* _Action item_: Transcribe the records that follow in their entirety, omitting any pictures.

* _Record extracts_:
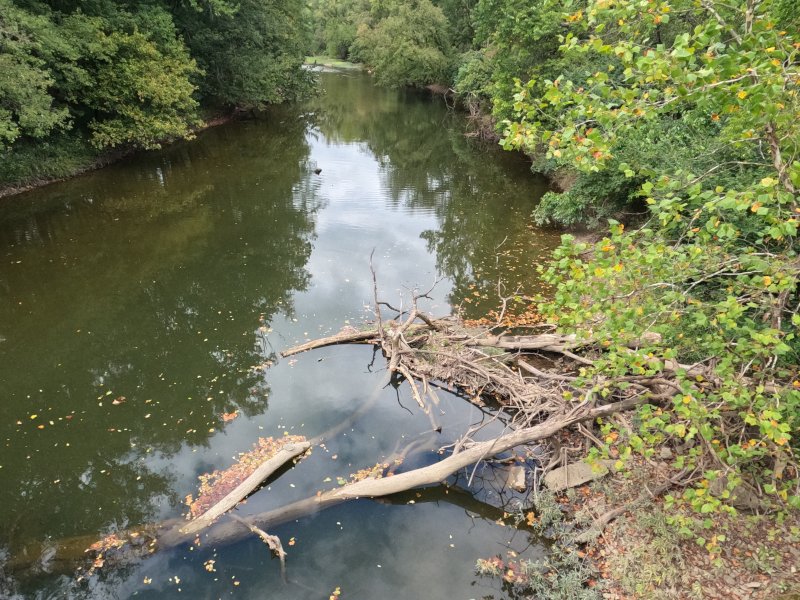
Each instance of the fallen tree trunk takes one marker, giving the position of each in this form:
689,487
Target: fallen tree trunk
227,532
244,489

* _Exercise response_:
Each instance of the fallen tree trunk takes one marker, giving the position of each in this form:
689,487
Target: fallen tree trunk
227,532
244,489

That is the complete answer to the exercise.